■ TASK ■
Write a continuation of the passage below on how early childhood shapes our ability to calm alarm, starting after its final sentence.

■ SOURCE EXTRACT ■
/---
When Ingrid is about to go off to kindergarten, she says:
Look, Mom, if I have a meltdown at kindergarten, I don’t know what I’ll do. I have all these different recordings of you in my mind. When I hit the Play button, it’s like Russian roulette.
If the video of you loving me and calming me comes up, I’ll be OK. But if a video of you invalidating me starts playing, I won’t trust myself. And what if I start seeing a video of you threatening me or hitting me? I’m too anxious to bring you to mind. Since I can’t depend on what is built inside to calm me psychologically, I need you to be there with me physically to do it.
Everyone is subject to the release of stress hormones and the resulting feelings of high arousal or alarm. Some of us have neural programming that activates automatically and calms us. We go from alarm to interest or curiosity about what the amygdala is reacting to.
Those of us who don’t have that software stay alarmed until the stress hormones burn off. We try to control our arousal by being in control of what is going on so that we can be sure there is nothing to get upset about. We tend to avoid situations where we can’t control what happens. If we can’t avoid such a situation, we make sure that if things go wrong, we can get out.
Fortunately, if our circuits for automatically attenuating alarm and regulating arousal—including panic—weren’t established in early childhood, we can establish them now. We can pick up where development left off.
\---
■ DATA TO EXAMINE ■
/---
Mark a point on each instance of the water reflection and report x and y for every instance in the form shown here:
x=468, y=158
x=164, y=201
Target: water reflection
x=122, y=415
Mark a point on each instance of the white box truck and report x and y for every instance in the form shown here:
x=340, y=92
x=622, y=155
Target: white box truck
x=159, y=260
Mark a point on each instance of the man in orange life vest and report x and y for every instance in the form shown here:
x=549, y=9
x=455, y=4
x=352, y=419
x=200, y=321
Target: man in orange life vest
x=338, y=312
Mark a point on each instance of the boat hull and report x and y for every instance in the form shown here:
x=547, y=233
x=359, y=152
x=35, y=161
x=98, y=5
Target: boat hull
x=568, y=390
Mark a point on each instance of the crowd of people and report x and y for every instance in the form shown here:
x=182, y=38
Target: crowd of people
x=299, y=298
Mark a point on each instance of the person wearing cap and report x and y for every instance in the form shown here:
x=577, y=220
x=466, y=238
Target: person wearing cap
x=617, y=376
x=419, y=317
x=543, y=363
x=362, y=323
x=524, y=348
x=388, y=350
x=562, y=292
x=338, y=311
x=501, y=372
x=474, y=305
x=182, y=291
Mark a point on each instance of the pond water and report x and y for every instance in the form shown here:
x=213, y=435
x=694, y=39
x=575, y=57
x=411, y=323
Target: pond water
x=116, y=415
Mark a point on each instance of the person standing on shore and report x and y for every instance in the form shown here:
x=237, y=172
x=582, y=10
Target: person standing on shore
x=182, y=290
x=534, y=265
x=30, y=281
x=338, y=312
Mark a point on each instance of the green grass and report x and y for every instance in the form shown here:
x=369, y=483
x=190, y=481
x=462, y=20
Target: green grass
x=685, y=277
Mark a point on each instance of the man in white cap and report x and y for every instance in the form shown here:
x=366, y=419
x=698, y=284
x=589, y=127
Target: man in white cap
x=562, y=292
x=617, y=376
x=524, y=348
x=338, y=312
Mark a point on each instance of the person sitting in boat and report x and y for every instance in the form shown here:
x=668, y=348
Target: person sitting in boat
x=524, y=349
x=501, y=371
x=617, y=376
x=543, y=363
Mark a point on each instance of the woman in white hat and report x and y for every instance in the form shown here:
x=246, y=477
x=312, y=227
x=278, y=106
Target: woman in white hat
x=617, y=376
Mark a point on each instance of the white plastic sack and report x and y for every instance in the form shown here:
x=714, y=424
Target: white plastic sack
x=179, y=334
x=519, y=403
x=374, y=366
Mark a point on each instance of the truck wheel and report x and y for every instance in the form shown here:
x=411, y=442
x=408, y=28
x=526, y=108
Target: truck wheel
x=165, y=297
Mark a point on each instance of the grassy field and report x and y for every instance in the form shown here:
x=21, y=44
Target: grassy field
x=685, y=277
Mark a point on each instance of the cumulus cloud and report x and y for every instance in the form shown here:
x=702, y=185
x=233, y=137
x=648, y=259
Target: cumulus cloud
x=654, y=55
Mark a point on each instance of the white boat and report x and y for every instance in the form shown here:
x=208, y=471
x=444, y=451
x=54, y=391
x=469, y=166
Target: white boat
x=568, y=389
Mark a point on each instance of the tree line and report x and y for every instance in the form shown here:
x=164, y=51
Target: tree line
\---
■ WRITTEN RESPONSE ■
Ingrid’s anxiety-ridden adult life
Let’s consider Ingrid again as an adult. On the surface, she looks cool, calm and collected. Everyone thinks she has it all together. In part, that may be because she has some good friends who are rarely competitive with each other. When she’s with them, the signals she unconsciously picks up from them keep her parasympathetic nervous system active. She can let down her guard and feel completely comfortable.
When Ingrid starts a new job, however, there is competition among the employees. Her performance is subject to judgment and criticism. No one provides her with unconscious signals that all is well. Anxiety causes her to judge and criticize herself. But because Ingrid needs to control things to feel safe, she has become quite accomplished at it. Though she pays an emotional price for it, this ability advances her career, and she becomes a manager.
Initially, she handles her new responsibilities well. But, as she advances and faces greater challenges, she can’t control every detail. Stress builds up. She has occasional panic attacks and consults a therapist. The therapist asks her to replace critical thoughts about herself with positive affirmations. The therapist also tells her that since panic attacks cause no harm, she shouldn’t fear them.
Every baby is born knowing how to get revved up, but nature doesn’t provide built-in software for calming down.
Ingrid expected that therapy would make her feel better, but being told by a person she believes is an authority that she shouldn’t be troubled by panic attacks is one of the most invalidating things that has ever happened to her. How could she not mind having a panic attack? Does it mean there is something wrong with her?
Though research has repeatedly shown that breathing exercises don’t relieve panic, the therapist recommended them, probably because he was unwilling to admit to Ingrid that he had no effective way to help her stop having panic attacks.
Though Ingrid didn’t know it, the therapist had set her up for failure. Her panic continued. When Ingrid’s health insurance carrier refused to pay for additional therapy sessions, she figured it was just as well. If anything, she felt worse about herself after seeing the therapist.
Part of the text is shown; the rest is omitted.